§ **Apply what you read**
A - In two sentences, what does the forum exchange about flightless bird wings say?
B - In the forum exchange about flightless bird wings, what do emus do to perceived enemies of their chicks?

§ **Document segment**
************

Seeker, why did the designer design birds with wings that don't fly, like ostriches?

From Common arguments for evolution that have been rejected:

Wings on birds that do not fly?

There are at least two possibilities as to why flightless birds such as ostriches and emus have wings:

1. The wings are indeed ‘useless’ and derived from birds that once could fly. This is possible in the creationist model. Loss of features is relatively easy by natural processes, whereas acquisition of new characters, requiring specific new DNA information, is impossible. Loss of wings most probably occurred in a beetle species that colonized a windy island. Again, this is loss of genetic information, so it is not evidence for microbe-to-man evolution, which requires masses of new genetic information.

2.The wings have a function. Some possible functions, depending on the species of flightless bird, are: balance while running, cooling in hot weather, warmth in cold weather, protection of the rib cage in falls, mating rituals, scaring predators (emus will run at perceived enemies of their chicks, mouth open and wings flapping), sheltering of chicks, etc. If the wings are useless, why are the muscles functional, allowing these birds to move their wings?

So,

A. "The wings are indeed ‘useless’ and derived from birds that once could fly." Glad to see you've become an an evolutionist.

Or,

B. Ostriches were designed with tiny wings for balance not flight ...uh huh.

Cineaste, your response to seeker's A option is precisely the point of his post. You stick to a stereotype of creationists or ID'ers that is not based in fact and you do damage to your viewpoint by not admitting such.

Creationist and ID'ers do not doubt that some types of evolution happened. For ID it is entirely possible for an ID'er to believe all of evolution, but not accept that it was an unguided process.

Even for a young earth creationist, they accept that microevolution happened and happens. Seeker and I have constantly pointed this out, but you continue to think it is a huge deal if we claim an ostrich decended from another bird. Creationist draw the line at the bird becoming a lizard or other types of changes to the kind of animal.

It is not against creationism or ID to say that all birds decended or "evolved" from one type of bird. All dogs from one dog, etc.

By accusing ID advocates of dishonesty

You mean, we shouldn't point out that neither Watson nor Crick suggested ID, and that the claim made earlier is exactly wrong?

************

§ **Recorded data**

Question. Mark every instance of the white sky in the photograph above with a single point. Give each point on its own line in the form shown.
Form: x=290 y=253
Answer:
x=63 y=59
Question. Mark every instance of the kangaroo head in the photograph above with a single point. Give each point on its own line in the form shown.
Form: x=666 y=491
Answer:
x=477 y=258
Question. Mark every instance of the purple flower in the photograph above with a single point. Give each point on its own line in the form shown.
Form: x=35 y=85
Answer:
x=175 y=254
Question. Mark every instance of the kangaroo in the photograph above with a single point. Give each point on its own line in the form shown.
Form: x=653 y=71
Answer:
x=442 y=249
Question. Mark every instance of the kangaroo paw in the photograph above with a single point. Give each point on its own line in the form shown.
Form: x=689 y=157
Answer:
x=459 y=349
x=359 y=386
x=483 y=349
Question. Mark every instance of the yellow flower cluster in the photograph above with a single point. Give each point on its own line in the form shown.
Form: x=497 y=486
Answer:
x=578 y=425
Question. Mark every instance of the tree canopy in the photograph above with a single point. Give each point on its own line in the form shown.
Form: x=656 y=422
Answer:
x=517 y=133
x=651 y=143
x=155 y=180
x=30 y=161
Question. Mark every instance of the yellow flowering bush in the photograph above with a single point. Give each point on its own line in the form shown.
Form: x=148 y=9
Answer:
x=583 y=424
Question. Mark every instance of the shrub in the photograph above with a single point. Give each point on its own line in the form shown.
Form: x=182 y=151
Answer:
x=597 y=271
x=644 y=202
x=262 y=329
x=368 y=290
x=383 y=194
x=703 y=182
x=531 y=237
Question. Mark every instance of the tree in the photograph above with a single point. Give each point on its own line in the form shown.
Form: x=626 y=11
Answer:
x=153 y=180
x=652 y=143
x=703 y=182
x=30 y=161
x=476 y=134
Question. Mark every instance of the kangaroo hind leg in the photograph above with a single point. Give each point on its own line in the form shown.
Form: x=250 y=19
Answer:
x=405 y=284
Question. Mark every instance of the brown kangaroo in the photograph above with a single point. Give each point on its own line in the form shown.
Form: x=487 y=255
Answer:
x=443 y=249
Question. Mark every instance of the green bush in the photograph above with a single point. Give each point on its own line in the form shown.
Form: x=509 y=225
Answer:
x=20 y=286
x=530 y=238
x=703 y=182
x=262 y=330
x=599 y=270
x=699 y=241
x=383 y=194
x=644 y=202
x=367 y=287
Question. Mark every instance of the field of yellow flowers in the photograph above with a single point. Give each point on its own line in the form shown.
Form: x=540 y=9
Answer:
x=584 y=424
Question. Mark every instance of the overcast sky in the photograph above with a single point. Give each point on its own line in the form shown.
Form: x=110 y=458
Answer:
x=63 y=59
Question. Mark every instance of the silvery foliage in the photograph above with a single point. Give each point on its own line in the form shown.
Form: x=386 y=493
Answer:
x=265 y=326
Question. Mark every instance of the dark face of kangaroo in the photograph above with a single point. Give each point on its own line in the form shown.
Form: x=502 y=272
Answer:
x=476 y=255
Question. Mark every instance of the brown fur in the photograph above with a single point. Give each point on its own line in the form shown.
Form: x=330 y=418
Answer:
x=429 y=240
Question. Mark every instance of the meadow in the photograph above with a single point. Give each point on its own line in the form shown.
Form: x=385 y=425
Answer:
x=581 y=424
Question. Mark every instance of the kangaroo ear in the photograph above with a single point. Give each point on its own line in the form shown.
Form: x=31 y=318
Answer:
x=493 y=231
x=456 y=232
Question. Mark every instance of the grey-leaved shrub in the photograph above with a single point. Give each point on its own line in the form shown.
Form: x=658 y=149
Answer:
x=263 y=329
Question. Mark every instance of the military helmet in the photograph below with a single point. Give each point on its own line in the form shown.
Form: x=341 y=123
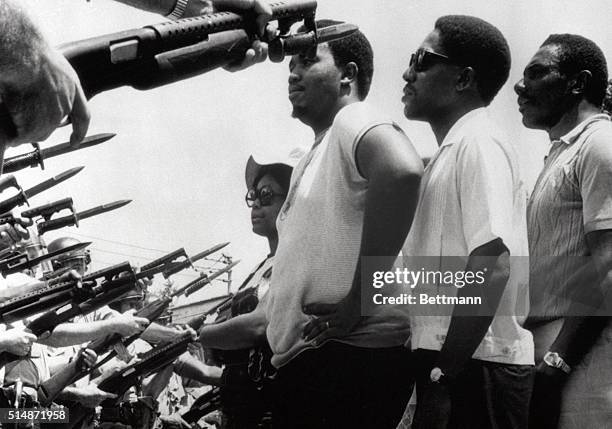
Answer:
x=65 y=259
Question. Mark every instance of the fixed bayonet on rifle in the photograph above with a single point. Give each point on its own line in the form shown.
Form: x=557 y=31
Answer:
x=60 y=222
x=9 y=181
x=199 y=283
x=150 y=311
x=205 y=404
x=22 y=261
x=189 y=261
x=196 y=322
x=38 y=155
x=22 y=196
x=103 y=294
x=170 y=257
x=46 y=211
x=54 y=275
x=150 y=362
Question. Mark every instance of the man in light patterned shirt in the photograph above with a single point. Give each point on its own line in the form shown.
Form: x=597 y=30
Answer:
x=570 y=234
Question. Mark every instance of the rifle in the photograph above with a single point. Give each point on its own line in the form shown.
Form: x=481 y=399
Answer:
x=118 y=383
x=160 y=54
x=164 y=53
x=189 y=261
x=196 y=322
x=205 y=404
x=46 y=211
x=22 y=196
x=69 y=375
x=152 y=311
x=21 y=261
x=56 y=294
x=103 y=294
x=38 y=155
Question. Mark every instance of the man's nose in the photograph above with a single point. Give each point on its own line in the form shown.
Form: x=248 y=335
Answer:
x=519 y=87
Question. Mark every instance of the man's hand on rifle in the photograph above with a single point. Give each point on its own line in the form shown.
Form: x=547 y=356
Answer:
x=87 y=358
x=37 y=85
x=17 y=341
x=90 y=396
x=127 y=324
x=174 y=421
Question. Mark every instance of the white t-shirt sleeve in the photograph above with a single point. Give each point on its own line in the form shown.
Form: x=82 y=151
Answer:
x=485 y=185
x=351 y=124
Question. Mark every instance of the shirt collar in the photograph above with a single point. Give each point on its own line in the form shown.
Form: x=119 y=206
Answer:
x=573 y=135
x=457 y=131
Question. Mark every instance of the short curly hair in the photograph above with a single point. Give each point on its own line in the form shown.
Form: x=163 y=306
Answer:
x=577 y=53
x=281 y=173
x=606 y=106
x=473 y=42
x=354 y=48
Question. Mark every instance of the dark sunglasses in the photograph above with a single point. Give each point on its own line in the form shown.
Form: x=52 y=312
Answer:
x=423 y=59
x=264 y=195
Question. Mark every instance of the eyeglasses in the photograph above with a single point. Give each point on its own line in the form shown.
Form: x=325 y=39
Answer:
x=264 y=195
x=423 y=59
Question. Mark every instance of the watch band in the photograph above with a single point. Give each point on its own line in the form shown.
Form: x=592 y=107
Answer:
x=179 y=10
x=553 y=359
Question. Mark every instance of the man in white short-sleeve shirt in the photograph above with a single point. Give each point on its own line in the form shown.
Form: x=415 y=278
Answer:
x=570 y=234
x=471 y=209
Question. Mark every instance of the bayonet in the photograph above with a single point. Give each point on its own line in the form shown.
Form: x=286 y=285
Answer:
x=23 y=262
x=61 y=222
x=22 y=196
x=179 y=266
x=49 y=209
x=203 y=280
x=38 y=155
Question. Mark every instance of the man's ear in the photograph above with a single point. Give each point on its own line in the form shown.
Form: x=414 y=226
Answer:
x=465 y=79
x=349 y=73
x=577 y=86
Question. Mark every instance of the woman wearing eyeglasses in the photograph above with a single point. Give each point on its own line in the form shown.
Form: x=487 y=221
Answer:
x=240 y=330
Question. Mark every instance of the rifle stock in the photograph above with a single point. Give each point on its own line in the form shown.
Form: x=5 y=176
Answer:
x=142 y=58
x=46 y=323
x=118 y=383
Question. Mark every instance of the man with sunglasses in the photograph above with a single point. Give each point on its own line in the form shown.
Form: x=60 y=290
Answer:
x=352 y=196
x=474 y=362
x=569 y=222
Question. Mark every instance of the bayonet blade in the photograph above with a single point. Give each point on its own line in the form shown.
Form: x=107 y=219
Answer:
x=49 y=183
x=202 y=281
x=335 y=32
x=207 y=252
x=58 y=252
x=101 y=209
x=63 y=148
x=22 y=262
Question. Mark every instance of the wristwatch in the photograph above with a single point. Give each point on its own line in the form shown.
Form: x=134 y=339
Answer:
x=436 y=375
x=553 y=359
x=179 y=9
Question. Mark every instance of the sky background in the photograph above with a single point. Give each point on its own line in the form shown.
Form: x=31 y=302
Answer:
x=181 y=150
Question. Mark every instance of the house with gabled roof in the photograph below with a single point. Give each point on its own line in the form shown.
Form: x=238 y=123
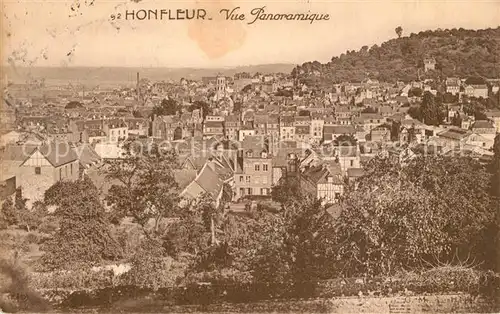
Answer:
x=46 y=165
x=206 y=182
x=323 y=181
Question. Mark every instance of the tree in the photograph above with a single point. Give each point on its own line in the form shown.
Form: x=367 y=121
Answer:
x=432 y=112
x=84 y=236
x=369 y=110
x=400 y=217
x=415 y=91
x=496 y=195
x=286 y=190
x=146 y=188
x=399 y=31
x=9 y=214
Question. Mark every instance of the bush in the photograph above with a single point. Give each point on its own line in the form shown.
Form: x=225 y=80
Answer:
x=82 y=279
x=49 y=225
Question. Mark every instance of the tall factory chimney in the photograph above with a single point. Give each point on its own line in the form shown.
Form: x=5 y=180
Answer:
x=137 y=87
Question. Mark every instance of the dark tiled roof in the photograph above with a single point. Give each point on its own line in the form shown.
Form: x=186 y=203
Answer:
x=184 y=177
x=338 y=129
x=209 y=181
x=17 y=152
x=355 y=172
x=302 y=129
x=483 y=124
x=87 y=155
x=58 y=154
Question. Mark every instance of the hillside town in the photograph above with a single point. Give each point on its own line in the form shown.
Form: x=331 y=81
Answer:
x=248 y=131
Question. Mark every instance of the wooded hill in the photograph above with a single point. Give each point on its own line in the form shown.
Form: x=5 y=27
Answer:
x=458 y=52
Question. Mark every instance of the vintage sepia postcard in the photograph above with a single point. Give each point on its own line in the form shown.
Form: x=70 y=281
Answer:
x=225 y=156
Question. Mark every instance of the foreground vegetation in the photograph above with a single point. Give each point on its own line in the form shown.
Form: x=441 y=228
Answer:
x=414 y=223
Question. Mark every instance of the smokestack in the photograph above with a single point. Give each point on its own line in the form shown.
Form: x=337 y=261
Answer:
x=137 y=86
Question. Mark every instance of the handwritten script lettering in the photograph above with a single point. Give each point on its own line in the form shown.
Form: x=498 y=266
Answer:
x=255 y=15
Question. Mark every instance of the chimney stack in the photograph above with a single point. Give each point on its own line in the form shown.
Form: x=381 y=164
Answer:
x=137 y=86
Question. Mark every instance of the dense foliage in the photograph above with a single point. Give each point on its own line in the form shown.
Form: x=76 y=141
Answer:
x=457 y=52
x=84 y=236
x=433 y=210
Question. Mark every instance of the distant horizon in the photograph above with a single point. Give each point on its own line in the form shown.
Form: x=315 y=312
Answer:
x=55 y=34
x=154 y=67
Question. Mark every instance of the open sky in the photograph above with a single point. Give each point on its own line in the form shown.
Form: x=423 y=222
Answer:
x=81 y=33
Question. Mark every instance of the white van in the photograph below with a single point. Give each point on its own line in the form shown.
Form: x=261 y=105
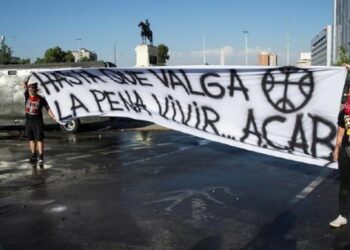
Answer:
x=12 y=93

************

§ **Written answers**
A - The exchange quotes a creationist source giving two explanations for why flightless birds such as ostriches and emus have wings: the wings are useless and come from birds that once could fly, or they serve functions such as balance, cooling, warmth, mating rituals and scaring predators. One participant mocks both options, and another replies that creationists and ID advocates accept microevolution, such as all birds descending from one type of bird, but draw the line at changes to the kind of animal.

B - They run at them with their mouths open and wings flapping.